**TASK TO CARRY OUT**
Begin at the top of the following data. Copy each line exactly until you have copied the line containing "positive clicks: (1167, 128)".

**RECORDS TO USE**
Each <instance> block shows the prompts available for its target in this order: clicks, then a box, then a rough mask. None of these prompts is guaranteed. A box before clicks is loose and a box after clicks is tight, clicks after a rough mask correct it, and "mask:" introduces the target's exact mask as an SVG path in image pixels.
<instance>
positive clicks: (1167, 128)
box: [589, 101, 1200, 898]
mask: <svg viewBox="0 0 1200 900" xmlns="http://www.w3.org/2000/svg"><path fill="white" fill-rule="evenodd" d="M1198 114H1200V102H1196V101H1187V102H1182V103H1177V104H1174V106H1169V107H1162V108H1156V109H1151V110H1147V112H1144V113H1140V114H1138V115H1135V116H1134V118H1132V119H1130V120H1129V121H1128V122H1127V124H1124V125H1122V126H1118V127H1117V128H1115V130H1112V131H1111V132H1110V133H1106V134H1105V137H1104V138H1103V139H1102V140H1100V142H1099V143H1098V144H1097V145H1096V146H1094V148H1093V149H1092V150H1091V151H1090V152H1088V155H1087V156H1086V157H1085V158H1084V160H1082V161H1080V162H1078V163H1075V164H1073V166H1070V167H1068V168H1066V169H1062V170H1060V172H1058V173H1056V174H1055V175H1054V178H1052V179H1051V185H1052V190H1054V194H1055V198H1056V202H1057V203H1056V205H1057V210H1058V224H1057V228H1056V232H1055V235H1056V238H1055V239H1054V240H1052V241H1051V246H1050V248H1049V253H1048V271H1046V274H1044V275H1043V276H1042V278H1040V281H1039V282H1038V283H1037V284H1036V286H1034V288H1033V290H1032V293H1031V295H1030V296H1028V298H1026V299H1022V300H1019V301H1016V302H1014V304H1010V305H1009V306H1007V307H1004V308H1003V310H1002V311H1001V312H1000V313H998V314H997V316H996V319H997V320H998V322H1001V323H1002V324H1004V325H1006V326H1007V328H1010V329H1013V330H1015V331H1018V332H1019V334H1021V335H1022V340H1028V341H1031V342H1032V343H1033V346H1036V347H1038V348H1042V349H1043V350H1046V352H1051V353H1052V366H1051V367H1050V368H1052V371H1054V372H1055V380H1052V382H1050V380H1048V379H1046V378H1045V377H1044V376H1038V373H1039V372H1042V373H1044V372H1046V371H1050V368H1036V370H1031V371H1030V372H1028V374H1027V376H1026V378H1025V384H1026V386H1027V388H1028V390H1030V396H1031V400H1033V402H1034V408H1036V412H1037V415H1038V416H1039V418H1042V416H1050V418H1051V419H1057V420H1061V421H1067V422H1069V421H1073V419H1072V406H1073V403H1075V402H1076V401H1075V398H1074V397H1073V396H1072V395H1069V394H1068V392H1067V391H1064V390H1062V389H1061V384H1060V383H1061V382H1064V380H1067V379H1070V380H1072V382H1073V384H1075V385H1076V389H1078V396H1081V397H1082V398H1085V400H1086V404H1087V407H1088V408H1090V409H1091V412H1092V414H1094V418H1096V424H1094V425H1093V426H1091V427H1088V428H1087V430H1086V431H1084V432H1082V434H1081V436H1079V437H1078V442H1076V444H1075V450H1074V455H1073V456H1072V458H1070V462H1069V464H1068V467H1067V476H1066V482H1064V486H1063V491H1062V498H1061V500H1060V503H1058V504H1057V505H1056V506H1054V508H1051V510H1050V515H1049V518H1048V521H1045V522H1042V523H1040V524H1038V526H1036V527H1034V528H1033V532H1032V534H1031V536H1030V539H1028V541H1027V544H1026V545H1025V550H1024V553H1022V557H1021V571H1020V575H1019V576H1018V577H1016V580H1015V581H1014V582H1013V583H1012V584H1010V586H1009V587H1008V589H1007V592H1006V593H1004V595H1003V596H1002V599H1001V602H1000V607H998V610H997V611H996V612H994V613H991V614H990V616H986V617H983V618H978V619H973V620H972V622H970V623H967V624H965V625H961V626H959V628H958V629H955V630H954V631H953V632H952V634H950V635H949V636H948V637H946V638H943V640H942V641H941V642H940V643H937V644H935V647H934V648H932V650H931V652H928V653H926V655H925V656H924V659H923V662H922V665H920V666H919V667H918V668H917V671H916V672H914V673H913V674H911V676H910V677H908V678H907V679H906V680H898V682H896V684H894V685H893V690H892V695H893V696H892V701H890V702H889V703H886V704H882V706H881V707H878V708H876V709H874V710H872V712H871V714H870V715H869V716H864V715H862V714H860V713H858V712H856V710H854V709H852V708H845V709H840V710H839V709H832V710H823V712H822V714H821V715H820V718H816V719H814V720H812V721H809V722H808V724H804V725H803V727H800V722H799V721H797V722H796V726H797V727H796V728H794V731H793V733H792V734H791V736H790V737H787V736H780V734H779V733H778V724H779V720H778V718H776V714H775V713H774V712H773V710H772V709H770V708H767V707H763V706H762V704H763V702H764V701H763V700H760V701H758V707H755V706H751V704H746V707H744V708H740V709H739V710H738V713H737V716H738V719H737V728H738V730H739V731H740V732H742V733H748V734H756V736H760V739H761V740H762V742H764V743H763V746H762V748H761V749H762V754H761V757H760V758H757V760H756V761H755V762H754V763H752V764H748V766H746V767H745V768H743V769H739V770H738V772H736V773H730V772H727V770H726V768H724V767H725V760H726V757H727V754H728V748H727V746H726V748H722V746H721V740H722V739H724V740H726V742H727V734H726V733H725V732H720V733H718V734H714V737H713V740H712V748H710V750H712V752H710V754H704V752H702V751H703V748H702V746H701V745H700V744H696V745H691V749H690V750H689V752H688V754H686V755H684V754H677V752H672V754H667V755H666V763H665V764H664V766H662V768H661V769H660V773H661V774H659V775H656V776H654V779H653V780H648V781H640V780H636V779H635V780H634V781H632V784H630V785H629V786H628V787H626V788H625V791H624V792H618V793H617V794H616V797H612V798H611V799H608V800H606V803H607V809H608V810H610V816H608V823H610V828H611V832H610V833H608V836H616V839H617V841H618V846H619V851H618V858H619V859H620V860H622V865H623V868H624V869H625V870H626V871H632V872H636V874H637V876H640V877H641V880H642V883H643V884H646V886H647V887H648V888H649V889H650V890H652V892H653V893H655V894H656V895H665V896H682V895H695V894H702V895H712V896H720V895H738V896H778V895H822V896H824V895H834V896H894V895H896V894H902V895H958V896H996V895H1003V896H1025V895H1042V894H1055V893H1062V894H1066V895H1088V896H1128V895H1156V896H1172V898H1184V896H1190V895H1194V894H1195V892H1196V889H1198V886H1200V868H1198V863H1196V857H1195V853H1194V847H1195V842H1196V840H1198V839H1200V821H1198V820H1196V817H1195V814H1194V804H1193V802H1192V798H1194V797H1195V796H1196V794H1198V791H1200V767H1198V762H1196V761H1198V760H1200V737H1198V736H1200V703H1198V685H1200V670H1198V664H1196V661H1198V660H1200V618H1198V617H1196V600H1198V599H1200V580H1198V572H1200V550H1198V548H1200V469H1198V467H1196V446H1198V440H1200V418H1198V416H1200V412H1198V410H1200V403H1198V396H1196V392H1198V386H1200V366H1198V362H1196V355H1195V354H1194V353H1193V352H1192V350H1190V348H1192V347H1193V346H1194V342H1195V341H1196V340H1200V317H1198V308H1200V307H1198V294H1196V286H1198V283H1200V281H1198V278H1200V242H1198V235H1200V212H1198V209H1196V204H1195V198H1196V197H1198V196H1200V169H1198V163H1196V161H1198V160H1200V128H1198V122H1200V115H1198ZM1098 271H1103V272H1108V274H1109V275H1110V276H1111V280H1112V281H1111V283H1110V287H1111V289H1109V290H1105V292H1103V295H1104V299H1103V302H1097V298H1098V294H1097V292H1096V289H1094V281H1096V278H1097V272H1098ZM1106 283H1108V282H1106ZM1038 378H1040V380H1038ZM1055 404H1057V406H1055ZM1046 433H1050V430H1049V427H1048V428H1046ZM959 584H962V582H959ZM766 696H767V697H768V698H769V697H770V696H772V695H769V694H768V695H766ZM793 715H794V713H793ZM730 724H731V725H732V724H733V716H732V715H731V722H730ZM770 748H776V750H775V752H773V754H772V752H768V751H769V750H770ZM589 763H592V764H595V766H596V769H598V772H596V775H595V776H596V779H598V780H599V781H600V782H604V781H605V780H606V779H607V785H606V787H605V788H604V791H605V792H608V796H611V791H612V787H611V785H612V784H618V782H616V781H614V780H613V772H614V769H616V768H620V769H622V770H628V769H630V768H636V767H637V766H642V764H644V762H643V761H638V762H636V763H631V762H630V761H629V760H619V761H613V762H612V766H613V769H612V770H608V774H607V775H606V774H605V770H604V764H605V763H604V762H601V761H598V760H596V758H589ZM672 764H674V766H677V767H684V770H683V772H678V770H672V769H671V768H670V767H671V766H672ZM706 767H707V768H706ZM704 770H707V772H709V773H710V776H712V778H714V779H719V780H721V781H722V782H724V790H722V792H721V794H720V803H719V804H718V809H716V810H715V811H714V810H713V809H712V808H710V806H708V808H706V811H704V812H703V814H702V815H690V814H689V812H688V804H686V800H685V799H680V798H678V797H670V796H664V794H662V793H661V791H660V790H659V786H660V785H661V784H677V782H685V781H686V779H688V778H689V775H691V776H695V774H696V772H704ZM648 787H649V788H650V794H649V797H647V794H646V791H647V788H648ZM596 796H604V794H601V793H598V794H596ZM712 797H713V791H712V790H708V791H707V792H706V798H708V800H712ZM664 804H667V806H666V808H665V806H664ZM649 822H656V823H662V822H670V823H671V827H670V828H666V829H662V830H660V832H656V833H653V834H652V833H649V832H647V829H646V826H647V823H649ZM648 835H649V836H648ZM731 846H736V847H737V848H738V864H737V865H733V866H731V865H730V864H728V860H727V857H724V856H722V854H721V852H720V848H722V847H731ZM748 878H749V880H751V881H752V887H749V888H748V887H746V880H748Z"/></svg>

**ANSWER SPACE**
Each <instance> block shows the prompts available for its target in this order: clicks, then a box, then a rough mask. None of these prompts is guaranteed. A box before clicks is loose and a box after clicks is tight, clicks after a rough mask correct it, and "mask:" introduces the target's exact mask as an SVG path in image pixels.
<instance>
positive clicks: (1167, 128)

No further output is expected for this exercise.